Sicario

Blu-ray Review

OT: Sicario

Sicario Blu-ray Review Cover
Studiocanal, 04.02.2016

 


Recht und Ordnung

Von Denis Villeneuve kommt ein höchst intensiver Drogenthriller ins Heimkino

Inhalt

FBI-Agentin Kate Macer ist eigentlich Spezialistin für Entführungen und hat gerade einen Einsatz mitgemacht, der Grausiges zutage gefördert hat. Die Tatsache, dass Macer familiär unabhängig ist, lässt sie für Matt Graver, den Koordinator des Kampfes einer CIA-Task-Force gegen die mexikanischen Drogenkartelle, interessant werden. Er nimmt sie mit auf eine Mission, in der das Sonora-Kartell und vor allem deren hohes Tier, Manuel Diaz, durch das Kappen des Geldflusses aufgescheucht werden soll. Eine bedeutende Rolle spielt dabei Vollstrecker Alejandro, der sich als erstaunlich informierter Insider erweist. Der erste Einsatz endet mit mehreren toten Kriminellen, die mitten auf der Straße unschädlich gemacht werden. Doch das führt nur zu mehr Aufruhr. Ohnehin bleiben von da an nur noch wenige Tage, bevor sich das Kartell neu organisiert hat und seine Spuren verwischen kann. Dann jedoch erfahren Matt und Alejandro, auf welchem Weg die Drogen in die USA geschmuggelt werden und planen, so geben sie jedenfalls vor, auf diesem Weg zu erfahren, wo der Aufenthaltsort von Fausto Alarcón, einem der großen Bosse ist. Doch das ist nicht die ganze Wahrheit …

Der frankokanadische Regisseur Denis Villeneuve hat sich im Laufe der letzten Jahre zu einem Liebling beim Publikum des anspruchsvollen und vielschichtigen Thrillers/Dramas entwickelt. Schon im großartigen Prisoners mit Jake Gyllenhaal und Hugh Jackman zeigte er dabei, wie tief man in die Abgründe seiner Figuren blicken kann. Für Sicario nahm er sich nun eines Drehbuchs von Taylor Sheridan an, der damit sein erstaunliches Debüt gab. Sheridan, eigentlich eher als Schauspieler bekannt (Deputy Chief David Hale aus Sons of Anarchy), hat lange recherchiert, um seine psychologisch ausgefeilte und packende Vorlage umzusetzen. Mit Villeneuve als Regisseur fand er dann den idealen Partner für einen Drogenthriller, der aktuell seinesgleichen sucht. Das Thema von Sicario mag dabei an der Oberfläche der Kampf gegen die mexikanischen Drogenkartelle sein, doch auf der (noch spanennderen) Subebene geht es vor allem darum, wie weit wir als Gesellschaft zu gehen bereit sind, um uns zu schützen – welche Maßnahmen (legal oder illegal) ergreifen wir, um Unheil abzuwenden und wie viele Schritte gehen wir dabei eventuell zu weit? Erneut schaut der Kanadier dabei seinen Figuren ganz tief ins Innere und lotet ihre Abgründe aus.

Datensätze zur Ortsbeschriftung:

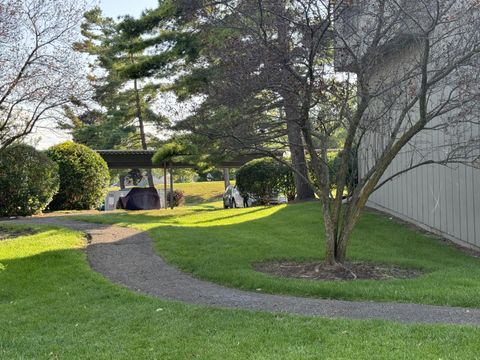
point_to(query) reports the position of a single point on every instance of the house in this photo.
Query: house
(438, 181)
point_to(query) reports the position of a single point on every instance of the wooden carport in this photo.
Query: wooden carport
(142, 159)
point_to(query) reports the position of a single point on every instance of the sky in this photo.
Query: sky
(114, 8)
(46, 136)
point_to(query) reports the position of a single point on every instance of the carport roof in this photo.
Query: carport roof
(130, 159)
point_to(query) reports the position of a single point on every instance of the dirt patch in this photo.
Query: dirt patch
(7, 234)
(349, 271)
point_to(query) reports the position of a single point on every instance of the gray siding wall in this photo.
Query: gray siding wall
(441, 199)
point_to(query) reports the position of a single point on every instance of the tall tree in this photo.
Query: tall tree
(122, 103)
(406, 69)
(40, 72)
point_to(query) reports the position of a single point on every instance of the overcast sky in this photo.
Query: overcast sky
(46, 136)
(114, 8)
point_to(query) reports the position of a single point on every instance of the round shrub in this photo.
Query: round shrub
(84, 177)
(265, 179)
(28, 181)
(178, 198)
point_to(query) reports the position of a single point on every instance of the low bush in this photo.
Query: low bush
(28, 181)
(265, 179)
(84, 177)
(178, 198)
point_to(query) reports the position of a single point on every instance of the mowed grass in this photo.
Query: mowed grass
(53, 306)
(222, 245)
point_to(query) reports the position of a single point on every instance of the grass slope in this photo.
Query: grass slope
(221, 245)
(52, 306)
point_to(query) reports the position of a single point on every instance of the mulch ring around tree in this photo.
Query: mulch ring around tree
(7, 234)
(345, 272)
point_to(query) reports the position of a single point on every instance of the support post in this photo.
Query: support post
(171, 188)
(226, 177)
(165, 205)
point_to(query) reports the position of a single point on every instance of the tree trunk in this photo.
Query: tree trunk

### Kurzaufgabe
Setze die Blu-ray-Rezension zu Sicario im Anschluss an ihren letzten Satz fort. Die Datensätze stammen aus einer anderen Quelle als der Textauszug.

### Ausgabe zur Aufgabe
Filmisch gesehen beginnt Sicario dabei extrem spannend. Während der pumpend-trommelnde Beat des Scores immer intensiver wird, zeigt die Kamera, wie das Haus eines vermeintlichen Entführers belagert wird und sich die Einsatzkräfte darauf vorbereiten, einzudringen. Scheint dort zunächst die Luft rein zu sein, wird im nächsten Moment klar, dass der Film auch in Sachen Brutalität und Drastik keine Gefangenen macht. Was sich den FBI-Leuten nach der Überwältigung der drei Kriminellen bietet, will man als Normalsterblicher jedenfalls nicht sehen (und riechen). Ähnliches dann bei der Ankunft Kates in Juarez, wenn man an aufgeknüpften und zerstückelten Torsos vorbeifährt.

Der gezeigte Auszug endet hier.